======== Выбранный фрагмент

Пространственно-временные представления являются неотъемлемой частью любой культуры. Эти абстрактные понятия возникают в процессе осознанной рефлексии над общественной и индивидуальной практикой, осуществляемой в конкретных условиях. Изменение способа производства и условий жизни влечет за собой не только новую социальную координацию, но и сопровождается пересмотром взглядов на пространство и время. Прослеживается и обратная связь. Однажды возникнув, эти представления приобретают автономную динамику в мире идеальных объектов, лишь опосредовано связанную с практикой. В мире идей иногда появляются такие модели пространства-времени, применение которых сначала выглядит проблематичным, а часто и вовсе невозможным. Однако решающее слово всегда остается за экспериментом, а процесс культурной актуализации, порождаемый столкновением двух практик — материальной и духовной, постепенно превращает бывшее экзотическим и парадоксальным в привычно обыденное и потому наглядное.
Освоение научного знания культурой всегда происходит на аналоговом уровне. Физики, как и юристы, не надеются, что «обыватели» будут знать букву закона, главное, чтобы они почувствовали его дух и сформировали на этой основе «понятия», по которым принято жить. Такая задача, по уровню сложности сравнимая разве что с переводом поэзии, была одной из центральных для мировой научной пиар-кампании 2005 г., объявленного ООН Годом физики. На Западе давно поняли, что от создания у максимально большого числа обитателей нашей планеты, в первую очередь у так называемых простых людей, благожелательного отношения к современной физике зависит в конечном итоге приток в естественные науки финансовых, материальных и в особенности людских ресурсов.
Прошел год, и очередная вступительная кампания в вузы показала, что белорусским физикам эта задача пока оказалась не по плечу. Образно говоря, в отличие от аграриев, у нас даже видов «на урожай» не было. Централизованное тестирование по физике показало, что школа не справилась с подготовкой качественных «семян». К тому же переусложненность тестовых заданий, выгодная только акулам репетиторского бизнеса, вызвала у большинства школьников и у болеющих за них родственников массу негативных чувств. Неудивительно, что абитуриентская физическая «нива» радовала только отдельными «элитными всходами», в остальном являя достаточно жалкую картину. В результате даже
лучший физический факультет страны впервые в своей истории с трудом заполнял свои «закрома», а его собрат из ведущего педагогического университета и вовсе не смог этого сделать.
Неоспоримо печальным фактом стало очередное поражение «физиков» в борьбе с «лириками» и «клириками» за массовое сознание. Поражение, отчасти предопределенное тем, что самым «простым человеком», на кого ориентировались мероприятия юбилейного года, включая Конгресс физиков Беларуси, был хороший школьный учитель, а не школьник, не говоря уже о его маме. Такое небрежение работой с массами было простительно в годы противостояния двух систем, когда профессия физика была престижной и неплохо оплачиваемой, что обеспечивало приток в науку и талантливых, и практичных. Но сегодня у нас, как и в большинстве развитых стран, уже нет ни того, ни другого, зато есть много новых возможностей для самореализации помимо естественных наук. Только, в отличие от государств «золотого миллиарда», нет надежды, что наши огрехи будут восполнены преобладанием научной иммиграции над эмиграцией. Поэтому повсеместно актуальная проблема общественного понимания науки в конкретных белорусских условиях превращается в дилемму: либо мы ищем пути, как сделать современную физику и другие естественные науки понятными и привлекательными, либо построение общества, восприимчивого к инновациям, натолкнется на серьезный кадровый дефицит и «культурное» сопротивление.

================

**Вопросы и задания**:
- A) Каким годом ООН объявила 2005 год, если верить фрагменту о месте физики в культуре?
- B) Перепечатайте без изменений часть фрагмента о месте физики в культуре между словами «Освоение научного знания» и «особенности людских ресурсов.» включительно.

======== Исходные данные

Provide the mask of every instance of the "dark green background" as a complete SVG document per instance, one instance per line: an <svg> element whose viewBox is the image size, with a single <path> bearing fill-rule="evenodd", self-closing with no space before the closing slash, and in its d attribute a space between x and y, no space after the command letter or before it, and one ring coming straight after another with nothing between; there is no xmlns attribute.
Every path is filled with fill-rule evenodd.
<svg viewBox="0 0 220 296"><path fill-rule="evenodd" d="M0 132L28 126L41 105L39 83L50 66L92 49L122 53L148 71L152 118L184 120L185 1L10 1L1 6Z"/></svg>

================

**Ответы к заданиям**:
- A) Годом физики.

- B)
Освоение научного знания культурой всегда происходит на аналоговом уровне. Физики, как и юристы, не надеются, что «обыватели» будут знать букву закона, главное, чтобы они почувствовали его дух и сформировали на этой основе «понятия», по которым принято жить. Такая задача, по уровню сложности сравнимая разве что с переводом поэзии, была одной из центральных для мировой научной пиар-кампании 2005 г., объявленного ООН Годом физики. На Западе давно поняли, что от создания у максимально большого числа обитателей нашей планеты, в первую очередь у так называемых простых людей, благожелательного отношения к современной физике зависит в конечном итоге приток в естественные науки финансовых, материальных и в особенности людских ресурсов.